## Records provided
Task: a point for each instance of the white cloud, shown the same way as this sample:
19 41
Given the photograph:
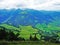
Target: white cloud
30 4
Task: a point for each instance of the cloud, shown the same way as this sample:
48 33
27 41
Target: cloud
30 4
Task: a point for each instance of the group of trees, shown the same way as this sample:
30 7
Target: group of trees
28 33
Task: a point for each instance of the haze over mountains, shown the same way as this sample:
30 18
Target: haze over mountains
32 17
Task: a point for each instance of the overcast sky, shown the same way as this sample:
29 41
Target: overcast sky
30 4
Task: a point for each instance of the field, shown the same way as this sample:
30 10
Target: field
26 43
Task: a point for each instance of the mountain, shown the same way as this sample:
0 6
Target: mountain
32 17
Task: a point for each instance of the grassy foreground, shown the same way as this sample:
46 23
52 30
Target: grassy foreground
26 43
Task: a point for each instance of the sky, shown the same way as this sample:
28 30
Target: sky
30 4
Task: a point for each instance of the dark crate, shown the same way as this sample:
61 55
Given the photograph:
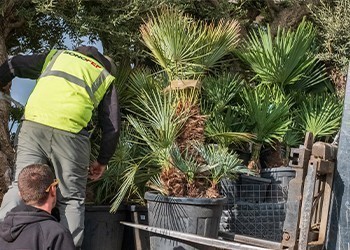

## Given instruction
Reproduce all of the records above line for line, but leave the pictures out.

## Complete answer
Task: a point for each instance of the white cloud, shown the same way as this sample:
19 41
Given the photograph:
Target: white cloud
30 4
Task: a point for each instance of the cloud, shown the same way as this sample:
48 33
27 41
Target: cloud
30 4
Task: a point for each instance of the group of trees, shown the same way as this sample:
30 7
Target: group of trees
28 33
Task: a point for each instance of the haze over mountains, shown the same way as this sample:
30 18
Target: haze over mountains
32 17
Task: a point for each instance of the overcast sky, shown the same way as this sample:
29 41
Target: overcast sky
30 4
Task: a point for each instance of the field, shown the same way as this sample:
30 10
Target: field
26 43
Task: a point for each instance of the mountain, shown the same way as this sample:
0 6
Target: mountain
32 17
Task: a point for each instance of the grassy foreground, shown the same way as this sample:
46 23
52 30
Target: grassy foreground
26 43
Task: a point for each instance of the sky, shown the same way as this sample:
28 30
Target: sky
30 4
Task: a point for each instance of the dark crate, shown the same way as this sample:
61 55
Given the photograph:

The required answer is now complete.